- **Problem statement**
In how many lines of the records does "below" appear? Answer with one number.

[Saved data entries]

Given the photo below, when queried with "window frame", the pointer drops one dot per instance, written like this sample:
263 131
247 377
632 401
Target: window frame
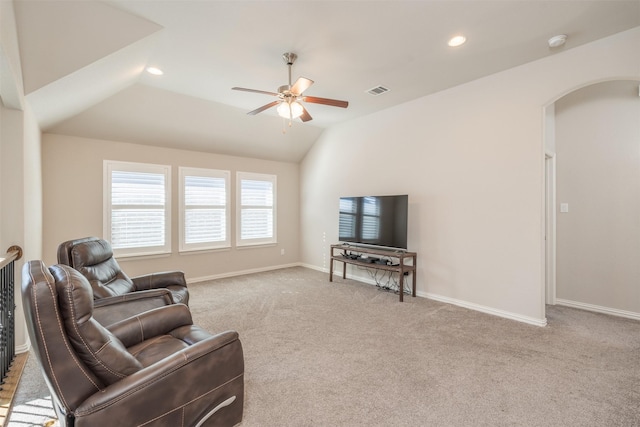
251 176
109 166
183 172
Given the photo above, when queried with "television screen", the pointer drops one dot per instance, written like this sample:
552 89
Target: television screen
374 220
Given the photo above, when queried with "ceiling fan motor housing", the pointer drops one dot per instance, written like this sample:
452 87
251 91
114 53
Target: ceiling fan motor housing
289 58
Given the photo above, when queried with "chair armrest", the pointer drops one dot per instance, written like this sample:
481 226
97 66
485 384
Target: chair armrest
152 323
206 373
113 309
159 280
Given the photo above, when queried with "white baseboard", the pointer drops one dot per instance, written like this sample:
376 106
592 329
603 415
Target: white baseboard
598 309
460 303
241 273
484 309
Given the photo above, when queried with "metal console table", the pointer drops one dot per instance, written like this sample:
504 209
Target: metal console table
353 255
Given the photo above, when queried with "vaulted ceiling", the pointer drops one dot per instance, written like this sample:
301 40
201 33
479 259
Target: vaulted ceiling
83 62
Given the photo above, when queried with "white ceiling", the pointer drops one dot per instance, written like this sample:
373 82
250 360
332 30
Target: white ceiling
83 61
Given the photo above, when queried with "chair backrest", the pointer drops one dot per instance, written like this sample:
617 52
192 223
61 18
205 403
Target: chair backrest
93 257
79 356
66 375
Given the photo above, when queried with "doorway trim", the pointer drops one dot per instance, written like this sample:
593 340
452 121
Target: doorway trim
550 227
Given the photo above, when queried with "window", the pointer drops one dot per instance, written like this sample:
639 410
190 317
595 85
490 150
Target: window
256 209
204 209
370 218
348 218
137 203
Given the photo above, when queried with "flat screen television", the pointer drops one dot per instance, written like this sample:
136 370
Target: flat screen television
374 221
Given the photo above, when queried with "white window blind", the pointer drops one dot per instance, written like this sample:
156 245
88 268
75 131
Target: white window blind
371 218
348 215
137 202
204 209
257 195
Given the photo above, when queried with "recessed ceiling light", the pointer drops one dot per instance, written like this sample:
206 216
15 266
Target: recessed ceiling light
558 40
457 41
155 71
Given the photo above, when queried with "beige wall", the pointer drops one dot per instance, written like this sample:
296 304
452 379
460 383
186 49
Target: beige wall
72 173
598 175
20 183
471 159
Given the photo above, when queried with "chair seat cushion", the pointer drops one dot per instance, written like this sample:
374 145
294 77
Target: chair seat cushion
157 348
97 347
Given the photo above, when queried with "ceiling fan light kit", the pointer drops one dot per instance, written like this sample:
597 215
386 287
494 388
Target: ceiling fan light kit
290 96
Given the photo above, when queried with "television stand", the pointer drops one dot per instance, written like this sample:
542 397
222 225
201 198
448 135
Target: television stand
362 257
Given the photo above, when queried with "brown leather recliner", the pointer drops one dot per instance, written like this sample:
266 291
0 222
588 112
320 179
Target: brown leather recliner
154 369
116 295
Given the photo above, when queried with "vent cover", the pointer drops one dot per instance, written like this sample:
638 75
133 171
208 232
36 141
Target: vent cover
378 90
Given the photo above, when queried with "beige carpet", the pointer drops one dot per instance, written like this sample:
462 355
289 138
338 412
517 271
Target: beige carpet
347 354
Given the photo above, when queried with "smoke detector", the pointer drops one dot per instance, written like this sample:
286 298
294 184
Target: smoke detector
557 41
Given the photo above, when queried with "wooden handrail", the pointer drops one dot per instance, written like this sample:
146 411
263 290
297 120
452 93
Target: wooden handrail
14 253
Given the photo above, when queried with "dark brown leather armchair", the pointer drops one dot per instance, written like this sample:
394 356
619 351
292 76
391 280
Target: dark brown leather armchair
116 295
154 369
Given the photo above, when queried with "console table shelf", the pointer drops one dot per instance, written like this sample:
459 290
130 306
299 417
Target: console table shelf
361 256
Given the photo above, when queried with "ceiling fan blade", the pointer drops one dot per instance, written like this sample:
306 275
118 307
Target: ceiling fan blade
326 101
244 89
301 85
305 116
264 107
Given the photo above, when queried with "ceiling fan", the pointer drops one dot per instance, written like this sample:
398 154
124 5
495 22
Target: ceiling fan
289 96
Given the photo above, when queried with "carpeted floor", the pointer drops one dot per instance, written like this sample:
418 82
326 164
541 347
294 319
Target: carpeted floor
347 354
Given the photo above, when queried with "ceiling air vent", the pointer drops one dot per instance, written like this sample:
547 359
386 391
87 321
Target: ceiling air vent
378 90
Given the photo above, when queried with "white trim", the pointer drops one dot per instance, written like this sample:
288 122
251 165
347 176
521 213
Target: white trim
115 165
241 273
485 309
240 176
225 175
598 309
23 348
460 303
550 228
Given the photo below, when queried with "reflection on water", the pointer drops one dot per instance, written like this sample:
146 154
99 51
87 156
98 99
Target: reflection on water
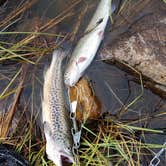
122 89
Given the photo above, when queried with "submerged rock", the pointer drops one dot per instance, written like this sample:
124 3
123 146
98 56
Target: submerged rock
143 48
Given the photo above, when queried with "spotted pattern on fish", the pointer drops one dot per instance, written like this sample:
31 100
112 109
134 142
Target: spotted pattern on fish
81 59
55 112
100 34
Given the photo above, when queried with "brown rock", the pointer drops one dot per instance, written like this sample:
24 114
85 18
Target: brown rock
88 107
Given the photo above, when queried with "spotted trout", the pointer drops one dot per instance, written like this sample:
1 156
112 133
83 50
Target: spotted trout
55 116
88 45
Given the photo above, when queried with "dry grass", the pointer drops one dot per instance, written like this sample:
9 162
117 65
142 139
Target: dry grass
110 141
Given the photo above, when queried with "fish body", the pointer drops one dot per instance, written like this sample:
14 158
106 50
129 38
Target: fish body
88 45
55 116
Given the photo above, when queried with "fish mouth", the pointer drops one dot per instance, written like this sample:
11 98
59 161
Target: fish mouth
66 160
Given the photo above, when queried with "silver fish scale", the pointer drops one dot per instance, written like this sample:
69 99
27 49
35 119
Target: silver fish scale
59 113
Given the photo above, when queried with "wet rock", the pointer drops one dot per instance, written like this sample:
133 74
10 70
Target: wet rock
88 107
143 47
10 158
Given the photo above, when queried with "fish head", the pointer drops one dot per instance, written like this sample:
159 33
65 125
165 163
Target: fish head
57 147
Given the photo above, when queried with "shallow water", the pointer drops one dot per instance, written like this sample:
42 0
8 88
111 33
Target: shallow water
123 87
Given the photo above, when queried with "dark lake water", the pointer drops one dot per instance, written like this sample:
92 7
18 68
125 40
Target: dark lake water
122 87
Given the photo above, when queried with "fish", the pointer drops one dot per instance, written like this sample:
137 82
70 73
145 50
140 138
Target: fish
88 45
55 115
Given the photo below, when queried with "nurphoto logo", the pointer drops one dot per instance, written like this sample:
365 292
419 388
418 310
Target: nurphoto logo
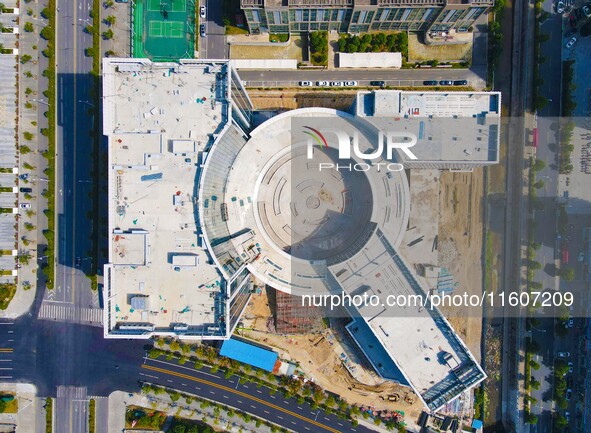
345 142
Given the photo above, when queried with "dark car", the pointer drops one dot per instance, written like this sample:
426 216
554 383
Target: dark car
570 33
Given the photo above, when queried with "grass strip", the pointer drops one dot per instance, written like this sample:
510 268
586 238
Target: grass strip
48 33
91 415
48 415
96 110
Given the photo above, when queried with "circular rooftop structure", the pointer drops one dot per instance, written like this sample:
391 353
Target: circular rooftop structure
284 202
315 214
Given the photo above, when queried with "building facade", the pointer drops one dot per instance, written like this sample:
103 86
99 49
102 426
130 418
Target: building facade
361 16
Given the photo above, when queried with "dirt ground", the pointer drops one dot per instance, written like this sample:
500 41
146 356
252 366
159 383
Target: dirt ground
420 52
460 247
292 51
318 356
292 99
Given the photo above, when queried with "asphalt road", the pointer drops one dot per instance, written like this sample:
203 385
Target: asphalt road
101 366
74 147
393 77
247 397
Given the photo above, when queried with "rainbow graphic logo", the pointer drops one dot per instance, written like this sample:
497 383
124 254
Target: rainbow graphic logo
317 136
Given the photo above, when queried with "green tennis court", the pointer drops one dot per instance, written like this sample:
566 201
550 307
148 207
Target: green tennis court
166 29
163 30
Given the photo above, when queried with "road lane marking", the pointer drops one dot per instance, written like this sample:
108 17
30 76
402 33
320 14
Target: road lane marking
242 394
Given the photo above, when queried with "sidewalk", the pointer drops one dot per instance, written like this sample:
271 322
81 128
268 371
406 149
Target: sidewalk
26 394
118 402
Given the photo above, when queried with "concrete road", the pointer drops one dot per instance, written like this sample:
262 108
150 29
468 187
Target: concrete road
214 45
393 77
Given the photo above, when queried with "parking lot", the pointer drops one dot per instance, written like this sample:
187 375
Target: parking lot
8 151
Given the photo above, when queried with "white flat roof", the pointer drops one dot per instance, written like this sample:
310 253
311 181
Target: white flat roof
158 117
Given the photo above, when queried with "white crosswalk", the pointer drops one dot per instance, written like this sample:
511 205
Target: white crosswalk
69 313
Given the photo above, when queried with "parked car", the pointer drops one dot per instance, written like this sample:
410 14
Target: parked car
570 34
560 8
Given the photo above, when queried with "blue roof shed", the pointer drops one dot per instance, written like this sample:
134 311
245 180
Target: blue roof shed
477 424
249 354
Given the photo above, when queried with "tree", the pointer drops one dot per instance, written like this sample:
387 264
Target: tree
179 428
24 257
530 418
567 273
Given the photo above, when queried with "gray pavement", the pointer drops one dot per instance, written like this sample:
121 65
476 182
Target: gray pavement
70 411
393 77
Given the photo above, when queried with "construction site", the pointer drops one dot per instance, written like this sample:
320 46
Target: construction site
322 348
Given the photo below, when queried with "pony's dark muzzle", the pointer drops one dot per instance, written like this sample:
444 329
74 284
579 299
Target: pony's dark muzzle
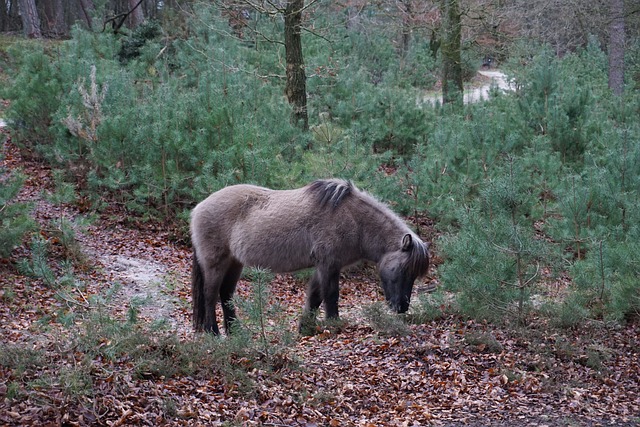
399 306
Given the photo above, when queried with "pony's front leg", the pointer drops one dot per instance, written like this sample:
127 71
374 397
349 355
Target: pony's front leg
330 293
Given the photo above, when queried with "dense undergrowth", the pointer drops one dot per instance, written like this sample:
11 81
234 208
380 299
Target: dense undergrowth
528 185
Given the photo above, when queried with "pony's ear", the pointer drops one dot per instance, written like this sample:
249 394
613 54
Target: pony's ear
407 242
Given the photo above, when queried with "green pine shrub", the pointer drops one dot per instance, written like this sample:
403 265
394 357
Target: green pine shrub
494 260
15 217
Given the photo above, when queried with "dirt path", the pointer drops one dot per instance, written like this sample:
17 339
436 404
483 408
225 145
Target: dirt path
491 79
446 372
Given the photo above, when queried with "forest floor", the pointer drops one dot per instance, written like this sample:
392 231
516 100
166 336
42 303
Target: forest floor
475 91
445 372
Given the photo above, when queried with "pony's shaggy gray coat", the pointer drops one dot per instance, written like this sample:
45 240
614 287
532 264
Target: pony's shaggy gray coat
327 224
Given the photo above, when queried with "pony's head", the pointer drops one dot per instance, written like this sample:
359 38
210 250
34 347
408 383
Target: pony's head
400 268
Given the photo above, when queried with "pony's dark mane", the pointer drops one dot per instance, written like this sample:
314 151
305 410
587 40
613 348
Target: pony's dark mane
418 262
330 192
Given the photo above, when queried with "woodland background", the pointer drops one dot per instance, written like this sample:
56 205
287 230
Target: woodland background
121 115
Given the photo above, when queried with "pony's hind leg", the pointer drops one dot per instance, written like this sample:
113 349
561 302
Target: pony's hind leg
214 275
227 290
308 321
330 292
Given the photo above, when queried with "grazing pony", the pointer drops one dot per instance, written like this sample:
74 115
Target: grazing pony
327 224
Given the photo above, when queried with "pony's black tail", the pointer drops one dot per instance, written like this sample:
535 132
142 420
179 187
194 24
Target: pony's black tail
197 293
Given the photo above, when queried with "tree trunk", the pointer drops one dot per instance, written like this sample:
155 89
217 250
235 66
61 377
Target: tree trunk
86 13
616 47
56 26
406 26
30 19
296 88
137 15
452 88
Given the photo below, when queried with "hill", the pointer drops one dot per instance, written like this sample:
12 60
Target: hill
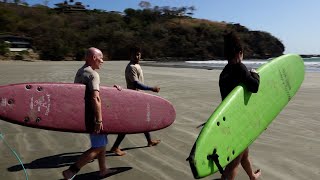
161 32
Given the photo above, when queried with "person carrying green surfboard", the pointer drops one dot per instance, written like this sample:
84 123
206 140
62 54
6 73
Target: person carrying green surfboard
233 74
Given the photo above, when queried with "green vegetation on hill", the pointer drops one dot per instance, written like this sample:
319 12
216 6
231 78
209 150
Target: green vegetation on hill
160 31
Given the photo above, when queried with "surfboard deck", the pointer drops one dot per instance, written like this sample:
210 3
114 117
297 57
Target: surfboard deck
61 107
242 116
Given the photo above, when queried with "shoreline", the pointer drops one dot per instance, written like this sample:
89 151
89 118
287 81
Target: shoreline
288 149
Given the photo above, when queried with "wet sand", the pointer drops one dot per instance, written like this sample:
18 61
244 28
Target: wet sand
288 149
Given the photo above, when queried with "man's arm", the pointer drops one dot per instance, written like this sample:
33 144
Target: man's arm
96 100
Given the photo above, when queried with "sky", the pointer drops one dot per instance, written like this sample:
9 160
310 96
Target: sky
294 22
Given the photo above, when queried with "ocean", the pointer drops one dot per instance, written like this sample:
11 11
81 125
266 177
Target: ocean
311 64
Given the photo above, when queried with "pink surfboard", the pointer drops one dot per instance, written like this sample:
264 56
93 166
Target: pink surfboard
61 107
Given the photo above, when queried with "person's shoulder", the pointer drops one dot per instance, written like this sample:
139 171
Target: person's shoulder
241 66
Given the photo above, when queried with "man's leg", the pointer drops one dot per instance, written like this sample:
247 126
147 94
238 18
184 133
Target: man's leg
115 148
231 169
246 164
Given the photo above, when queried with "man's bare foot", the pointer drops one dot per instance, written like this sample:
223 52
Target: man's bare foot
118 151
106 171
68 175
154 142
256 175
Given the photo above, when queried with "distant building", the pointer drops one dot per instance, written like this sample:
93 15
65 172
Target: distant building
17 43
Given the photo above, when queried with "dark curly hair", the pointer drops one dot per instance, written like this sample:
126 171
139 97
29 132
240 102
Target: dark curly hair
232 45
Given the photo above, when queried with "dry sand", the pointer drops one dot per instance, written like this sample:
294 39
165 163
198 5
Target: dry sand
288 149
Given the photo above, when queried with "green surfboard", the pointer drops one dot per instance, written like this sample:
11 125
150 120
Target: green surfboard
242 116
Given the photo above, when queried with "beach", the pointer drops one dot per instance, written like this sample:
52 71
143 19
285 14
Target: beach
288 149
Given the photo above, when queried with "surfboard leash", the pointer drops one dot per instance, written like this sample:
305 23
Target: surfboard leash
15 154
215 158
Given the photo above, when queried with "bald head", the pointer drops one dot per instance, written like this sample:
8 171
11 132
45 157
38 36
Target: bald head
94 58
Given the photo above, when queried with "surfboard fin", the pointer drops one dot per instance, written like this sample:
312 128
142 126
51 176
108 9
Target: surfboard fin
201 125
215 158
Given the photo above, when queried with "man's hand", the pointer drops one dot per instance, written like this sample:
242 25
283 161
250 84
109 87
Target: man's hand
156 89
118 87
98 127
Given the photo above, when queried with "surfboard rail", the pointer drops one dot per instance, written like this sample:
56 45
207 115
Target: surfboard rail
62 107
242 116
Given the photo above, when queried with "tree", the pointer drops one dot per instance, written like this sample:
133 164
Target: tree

- **Result of this task**
5